**Problem details**.
Copy every one of the entries below word for word, keeping each line in the order given.

+++

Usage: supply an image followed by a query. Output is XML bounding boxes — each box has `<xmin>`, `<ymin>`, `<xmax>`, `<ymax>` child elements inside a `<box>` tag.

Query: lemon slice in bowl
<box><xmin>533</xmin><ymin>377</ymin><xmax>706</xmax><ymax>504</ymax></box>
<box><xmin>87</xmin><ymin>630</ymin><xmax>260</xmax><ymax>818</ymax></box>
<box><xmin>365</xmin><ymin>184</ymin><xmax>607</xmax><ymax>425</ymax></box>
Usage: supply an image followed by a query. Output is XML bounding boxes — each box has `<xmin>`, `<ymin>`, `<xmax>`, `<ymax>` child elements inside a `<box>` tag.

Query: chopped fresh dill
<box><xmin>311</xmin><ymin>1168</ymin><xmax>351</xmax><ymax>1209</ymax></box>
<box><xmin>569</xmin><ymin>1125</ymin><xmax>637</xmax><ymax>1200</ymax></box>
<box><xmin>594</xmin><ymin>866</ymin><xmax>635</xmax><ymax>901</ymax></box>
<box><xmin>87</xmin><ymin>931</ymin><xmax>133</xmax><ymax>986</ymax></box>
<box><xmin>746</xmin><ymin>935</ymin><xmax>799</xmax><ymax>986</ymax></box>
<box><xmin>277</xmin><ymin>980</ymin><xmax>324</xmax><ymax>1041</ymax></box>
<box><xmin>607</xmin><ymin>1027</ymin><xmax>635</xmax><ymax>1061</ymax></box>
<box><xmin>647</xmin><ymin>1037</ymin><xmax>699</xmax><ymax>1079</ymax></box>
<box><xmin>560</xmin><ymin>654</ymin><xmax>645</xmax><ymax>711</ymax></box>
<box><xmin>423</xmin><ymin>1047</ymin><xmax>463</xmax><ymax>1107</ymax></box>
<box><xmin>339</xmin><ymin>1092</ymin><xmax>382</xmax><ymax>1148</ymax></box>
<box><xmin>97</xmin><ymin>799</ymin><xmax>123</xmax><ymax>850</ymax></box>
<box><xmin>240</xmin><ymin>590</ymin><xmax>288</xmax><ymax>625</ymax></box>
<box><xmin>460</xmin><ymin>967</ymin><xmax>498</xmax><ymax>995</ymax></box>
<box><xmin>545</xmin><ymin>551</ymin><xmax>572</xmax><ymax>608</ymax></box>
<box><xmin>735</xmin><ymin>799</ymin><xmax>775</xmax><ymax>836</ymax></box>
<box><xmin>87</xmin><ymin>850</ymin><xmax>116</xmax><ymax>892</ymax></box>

+++

**Exercise solution**.
Usage: supply an image followed by a query. Output is XML bounding boxes — each box has `<xmin>`, `<ymin>`, `<xmax>`, `<ymax>` child elements inside a `<box>` tag.

Query: lemon slice in bowl
<box><xmin>533</xmin><ymin>377</ymin><xmax>706</xmax><ymax>504</ymax></box>
<box><xmin>87</xmin><ymin>630</ymin><xmax>260</xmax><ymax>818</ymax></box>
<box><xmin>365</xmin><ymin>184</ymin><xmax>607</xmax><ymax>425</ymax></box>
Usage: supply an image followed by a query. Output is XML bounding boxes — each box has `<xmin>`, `<ymin>`, `<xmax>`, `<ymax>` child elements inside a `<box>` tag.

Query: chopped fresh dill
<box><xmin>311</xmin><ymin>1168</ymin><xmax>351</xmax><ymax>1209</ymax></box>
<box><xmin>569</xmin><ymin>1125</ymin><xmax>637</xmax><ymax>1200</ymax></box>
<box><xmin>594</xmin><ymin>866</ymin><xmax>635</xmax><ymax>901</ymax></box>
<box><xmin>87</xmin><ymin>931</ymin><xmax>133</xmax><ymax>986</ymax></box>
<box><xmin>746</xmin><ymin>935</ymin><xmax>799</xmax><ymax>986</ymax></box>
<box><xmin>277</xmin><ymin>980</ymin><xmax>324</xmax><ymax>1041</ymax></box>
<box><xmin>607</xmin><ymin>1027</ymin><xmax>635</xmax><ymax>1061</ymax></box>
<box><xmin>647</xmin><ymin>1037</ymin><xmax>699</xmax><ymax>1079</ymax></box>
<box><xmin>560</xmin><ymin>654</ymin><xmax>645</xmax><ymax>711</ymax></box>
<box><xmin>423</xmin><ymin>1047</ymin><xmax>463</xmax><ymax>1107</ymax></box>
<box><xmin>339</xmin><ymin>1092</ymin><xmax>382</xmax><ymax>1148</ymax></box>
<box><xmin>97</xmin><ymin>799</ymin><xmax>123</xmax><ymax>850</ymax></box>
<box><xmin>240</xmin><ymin>590</ymin><xmax>288</xmax><ymax>625</ymax></box>
<box><xmin>460</xmin><ymin>967</ymin><xmax>498</xmax><ymax>995</ymax></box>
<box><xmin>545</xmin><ymin>551</ymin><xmax>572</xmax><ymax>608</ymax></box>
<box><xmin>735</xmin><ymin>799</ymin><xmax>775</xmax><ymax>836</ymax></box>
<box><xmin>87</xmin><ymin>850</ymin><xmax>116</xmax><ymax>892</ymax></box>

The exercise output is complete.